▶ _Task objective_: Using the records below, write out the line with "dry brown lawn." and each line after it through the final one, exactly, and only those.

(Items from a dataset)
>>>>>
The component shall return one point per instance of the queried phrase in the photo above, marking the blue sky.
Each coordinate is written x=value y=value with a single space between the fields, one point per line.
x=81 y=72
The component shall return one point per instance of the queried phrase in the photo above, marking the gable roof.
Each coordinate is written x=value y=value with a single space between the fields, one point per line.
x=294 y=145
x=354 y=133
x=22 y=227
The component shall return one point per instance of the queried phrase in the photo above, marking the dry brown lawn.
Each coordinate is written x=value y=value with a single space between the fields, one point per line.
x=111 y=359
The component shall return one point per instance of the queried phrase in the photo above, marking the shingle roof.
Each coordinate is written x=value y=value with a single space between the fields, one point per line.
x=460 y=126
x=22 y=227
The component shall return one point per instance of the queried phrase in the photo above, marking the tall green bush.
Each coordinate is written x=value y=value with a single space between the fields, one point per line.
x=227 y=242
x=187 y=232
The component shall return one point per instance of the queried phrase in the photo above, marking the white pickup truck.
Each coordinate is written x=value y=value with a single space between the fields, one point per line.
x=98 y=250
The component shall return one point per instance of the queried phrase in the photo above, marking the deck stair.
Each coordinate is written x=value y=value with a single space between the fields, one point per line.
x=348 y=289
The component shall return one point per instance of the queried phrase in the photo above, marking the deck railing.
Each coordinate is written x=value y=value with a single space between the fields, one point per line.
<<<<<
▶ _Exercise output_:
The component shall return one point per instance of the queried phrase in the photo above, marking the dry brown lawn.
Each coordinate is written x=value y=value with a single space between the fields, one point per line.
x=111 y=359
The component shall return one point per instance of the queried phrase in the photo above, marking the shingle roof.
Each coordinate is written x=value y=value with a single space between the fields, one point per line.
x=460 y=126
x=22 y=227
The component shall return one point per instance of the queried phrase in the photo above, marking the tall green bush.
Each coordinate is written x=value y=value with a single space between the fields, one point per line.
x=227 y=242
x=187 y=232
The component shall return one point per instance of the queried phrase in the photo above, marking the white pickup truck.
Each coordinate is written x=value y=value with a single space between the fields, one point per line.
x=98 y=250
The component shall return one point per instance of the queried phrase in the photo above, marking the deck stair.
Each coordinate is written x=value y=value with a single space between the fields, one point per line.
x=348 y=289
The component shall return one point per instance of the queried phrase in the photo above, marking the deck railing.
Each coordinate is written x=value y=value with a single space between the fields, one point per line.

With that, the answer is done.